ACTIVITIES:
1/ In the text on men's involvement in maternal and child health, how many senior policymakers and practitioners took part in the in-depth interviews?
2/ From the text on men's involvement in maternal and child health, transcribe the passage beginning at "Policymakers and practitioners reported" and stopping after "recruitment and training.".

━━ QUOTED PASSAGE ━━

The Importance Of Involving Men In Reproductive, Maternal and Child health programs is increasingly recognized globally. In Uganda, most maternal and child health services do not actively engage expectant fathers and fathers of young children and few studies have been conducted on the challenges, benefits and opportunities for involving fathers. I recently conducted a that study explored the attitudes and beliefs of maternal and child health policymakers and practitioners regarding the benefits, challenges, risks and approaches to increasing men’s involvement in maternal and child health education and clinical services in the Pacific.
In-depth interviews were conducted with 17 senior maternal and child health policymakers and practitioners, including participants from 8 distrcits (LIRA APAC, AMOLATAR, OYAM,KOLE, ALEBTONG AND OTUKE) and four regional organisations in Lango Subregion. Qualitative data generated were analysed thematically.
Policymakers and practitioners reported that greater men’s involvement would result in a range of benefits for maternal and child health, primarily through greater access to services and interventions for women and children. Perceived challenges to greater father involvement included sociocultural norms, difficulty engaging couples before first pregnancy, the physical layout of clinics, and health worker workloads and attitudes. Participants also suggested a range of strategies for increasing men’s involvement, including engaging boys and men early in the life-cycle, in community and clinic settings, and making health services more father-friendly through changes to clinic spaces and health worker recruitment and training.
These findings suggest that increasing men’s involvement in maternal and child health services in the Lango sub-region will require initiatives to engage men in community and clinic settings, engage boys and men of all ages, and improve health infrastructure and service delivery to include men. Our findings also suggest that while most maternal and child health officials consulted perceived many benefits of engaging fathers, perceived challenges to doing so may prevent the development of policies that explicitly direct health providers to routinely include fathers in maternal and child health services. Pilot studies assessing feasibility and acceptability of context-appropriate strategies for engaging fathers will be useful in addressing concerns regarding challenges to engaging fathers.

━━━
━━ PROVIDED RECORDS ━━

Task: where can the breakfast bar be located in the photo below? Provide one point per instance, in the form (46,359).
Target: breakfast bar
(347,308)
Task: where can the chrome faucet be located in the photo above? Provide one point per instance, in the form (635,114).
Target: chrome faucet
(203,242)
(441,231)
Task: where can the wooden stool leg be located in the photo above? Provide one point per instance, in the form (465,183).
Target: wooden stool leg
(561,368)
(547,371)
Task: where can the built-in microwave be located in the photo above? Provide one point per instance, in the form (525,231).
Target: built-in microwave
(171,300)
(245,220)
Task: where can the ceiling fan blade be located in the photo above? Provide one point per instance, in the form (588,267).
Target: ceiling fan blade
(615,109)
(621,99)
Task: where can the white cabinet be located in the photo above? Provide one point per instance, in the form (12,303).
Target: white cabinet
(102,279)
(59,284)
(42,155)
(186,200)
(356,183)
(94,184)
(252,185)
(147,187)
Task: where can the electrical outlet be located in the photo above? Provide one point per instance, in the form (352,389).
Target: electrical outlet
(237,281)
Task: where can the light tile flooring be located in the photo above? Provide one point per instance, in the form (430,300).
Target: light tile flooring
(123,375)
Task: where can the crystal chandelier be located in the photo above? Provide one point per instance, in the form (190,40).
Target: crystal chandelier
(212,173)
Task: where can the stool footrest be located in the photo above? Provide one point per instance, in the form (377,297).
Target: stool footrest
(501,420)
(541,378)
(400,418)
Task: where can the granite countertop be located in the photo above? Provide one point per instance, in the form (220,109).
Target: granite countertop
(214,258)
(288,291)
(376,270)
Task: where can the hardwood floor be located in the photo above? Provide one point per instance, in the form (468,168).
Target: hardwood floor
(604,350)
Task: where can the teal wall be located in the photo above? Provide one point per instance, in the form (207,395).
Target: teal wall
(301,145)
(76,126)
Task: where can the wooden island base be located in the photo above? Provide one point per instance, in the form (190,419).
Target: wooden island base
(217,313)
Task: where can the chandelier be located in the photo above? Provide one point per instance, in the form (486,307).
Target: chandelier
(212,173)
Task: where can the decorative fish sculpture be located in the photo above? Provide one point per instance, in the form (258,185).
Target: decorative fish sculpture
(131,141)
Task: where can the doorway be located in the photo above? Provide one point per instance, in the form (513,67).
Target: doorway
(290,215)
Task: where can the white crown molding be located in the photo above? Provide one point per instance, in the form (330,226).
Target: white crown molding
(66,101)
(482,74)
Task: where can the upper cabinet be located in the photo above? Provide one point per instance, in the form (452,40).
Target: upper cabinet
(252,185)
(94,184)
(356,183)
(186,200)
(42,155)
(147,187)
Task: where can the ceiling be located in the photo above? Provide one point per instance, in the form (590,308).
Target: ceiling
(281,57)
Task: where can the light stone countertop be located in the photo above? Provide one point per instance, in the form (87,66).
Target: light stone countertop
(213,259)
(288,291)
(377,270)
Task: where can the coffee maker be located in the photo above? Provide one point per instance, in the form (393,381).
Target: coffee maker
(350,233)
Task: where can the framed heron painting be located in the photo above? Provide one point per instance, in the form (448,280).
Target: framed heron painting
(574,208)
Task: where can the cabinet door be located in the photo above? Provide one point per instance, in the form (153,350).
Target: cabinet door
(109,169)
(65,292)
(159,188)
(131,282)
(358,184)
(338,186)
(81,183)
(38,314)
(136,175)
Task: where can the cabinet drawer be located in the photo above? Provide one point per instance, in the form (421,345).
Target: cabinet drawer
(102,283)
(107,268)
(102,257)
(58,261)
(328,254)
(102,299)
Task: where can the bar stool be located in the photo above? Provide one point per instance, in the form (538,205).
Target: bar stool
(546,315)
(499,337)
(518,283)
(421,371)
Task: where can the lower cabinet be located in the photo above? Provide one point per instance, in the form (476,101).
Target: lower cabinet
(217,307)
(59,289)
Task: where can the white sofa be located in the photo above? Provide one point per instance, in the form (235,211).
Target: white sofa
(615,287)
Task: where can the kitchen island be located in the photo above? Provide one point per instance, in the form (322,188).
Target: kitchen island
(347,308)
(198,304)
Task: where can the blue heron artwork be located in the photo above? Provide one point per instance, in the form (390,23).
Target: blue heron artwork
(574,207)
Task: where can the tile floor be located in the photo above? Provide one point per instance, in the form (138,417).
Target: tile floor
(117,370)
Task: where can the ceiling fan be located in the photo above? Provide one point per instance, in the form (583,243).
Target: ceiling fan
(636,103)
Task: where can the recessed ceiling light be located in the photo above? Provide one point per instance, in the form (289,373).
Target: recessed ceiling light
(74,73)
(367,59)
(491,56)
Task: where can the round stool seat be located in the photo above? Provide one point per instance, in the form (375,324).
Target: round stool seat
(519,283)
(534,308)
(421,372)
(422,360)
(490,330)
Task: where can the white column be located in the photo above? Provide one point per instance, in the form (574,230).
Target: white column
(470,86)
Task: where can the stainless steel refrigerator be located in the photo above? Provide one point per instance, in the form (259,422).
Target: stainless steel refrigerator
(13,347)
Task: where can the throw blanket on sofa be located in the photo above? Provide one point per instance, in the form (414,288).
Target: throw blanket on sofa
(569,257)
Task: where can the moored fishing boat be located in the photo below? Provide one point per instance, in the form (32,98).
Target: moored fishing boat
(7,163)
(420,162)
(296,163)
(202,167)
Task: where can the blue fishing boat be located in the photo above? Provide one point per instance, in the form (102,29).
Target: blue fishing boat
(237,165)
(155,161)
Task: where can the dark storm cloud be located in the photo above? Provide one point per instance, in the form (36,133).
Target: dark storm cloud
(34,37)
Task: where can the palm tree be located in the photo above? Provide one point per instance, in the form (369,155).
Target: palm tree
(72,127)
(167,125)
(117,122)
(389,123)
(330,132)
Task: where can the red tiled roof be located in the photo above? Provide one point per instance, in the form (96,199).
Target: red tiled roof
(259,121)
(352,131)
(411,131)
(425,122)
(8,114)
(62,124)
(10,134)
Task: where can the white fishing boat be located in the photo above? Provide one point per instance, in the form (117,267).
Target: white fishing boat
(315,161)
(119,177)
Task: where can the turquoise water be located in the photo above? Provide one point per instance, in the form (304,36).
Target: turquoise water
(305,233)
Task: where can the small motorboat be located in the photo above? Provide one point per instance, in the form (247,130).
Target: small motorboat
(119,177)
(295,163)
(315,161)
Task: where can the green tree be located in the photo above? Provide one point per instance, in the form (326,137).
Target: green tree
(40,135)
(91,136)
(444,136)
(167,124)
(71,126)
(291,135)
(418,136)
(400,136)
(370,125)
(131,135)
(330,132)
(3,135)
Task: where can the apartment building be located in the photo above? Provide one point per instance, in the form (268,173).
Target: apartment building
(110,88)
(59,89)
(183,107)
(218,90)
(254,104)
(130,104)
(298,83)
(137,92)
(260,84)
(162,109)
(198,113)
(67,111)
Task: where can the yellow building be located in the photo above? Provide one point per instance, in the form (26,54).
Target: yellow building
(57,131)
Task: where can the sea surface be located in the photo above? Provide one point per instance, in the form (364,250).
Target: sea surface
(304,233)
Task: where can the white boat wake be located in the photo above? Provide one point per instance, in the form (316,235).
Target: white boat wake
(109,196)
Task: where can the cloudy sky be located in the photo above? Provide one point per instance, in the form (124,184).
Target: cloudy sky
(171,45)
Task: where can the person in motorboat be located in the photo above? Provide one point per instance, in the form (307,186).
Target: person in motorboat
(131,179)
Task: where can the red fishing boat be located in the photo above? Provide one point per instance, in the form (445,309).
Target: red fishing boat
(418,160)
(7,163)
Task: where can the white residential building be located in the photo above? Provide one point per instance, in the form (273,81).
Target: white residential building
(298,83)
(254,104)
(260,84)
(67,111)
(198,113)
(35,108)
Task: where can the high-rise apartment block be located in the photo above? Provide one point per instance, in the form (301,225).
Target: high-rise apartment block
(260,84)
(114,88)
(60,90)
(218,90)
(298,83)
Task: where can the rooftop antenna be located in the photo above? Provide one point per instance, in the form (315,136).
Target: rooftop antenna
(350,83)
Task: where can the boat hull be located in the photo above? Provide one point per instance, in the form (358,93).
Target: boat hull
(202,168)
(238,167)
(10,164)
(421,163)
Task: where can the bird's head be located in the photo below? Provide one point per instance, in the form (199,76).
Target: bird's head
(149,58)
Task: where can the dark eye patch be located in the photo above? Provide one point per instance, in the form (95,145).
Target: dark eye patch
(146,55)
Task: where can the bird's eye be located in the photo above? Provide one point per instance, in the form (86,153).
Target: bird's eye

━━━

ANSWERS BY ITEM:
1/ Seventeen senior maternal and child health policymakers and practitioners took part.

2/
Policymakers and practitioners reported that greater men’s involvement would result in a range of benefits for maternal and child health, primarily through greater access to services and interventions for women and children. Perceived challenges to greater father involvement included sociocultural norms, difficulty engaging couples before first pregnancy, the physical layout of clinics, and health worker workloads and attitudes. Participants also suggested a range of strategies for increasing men’s involvement, including engaging boys and men early in the life-cycle, in community and clinic settings, and making health services more father-friendly through changes to clinic spaces and health worker recruitment and training.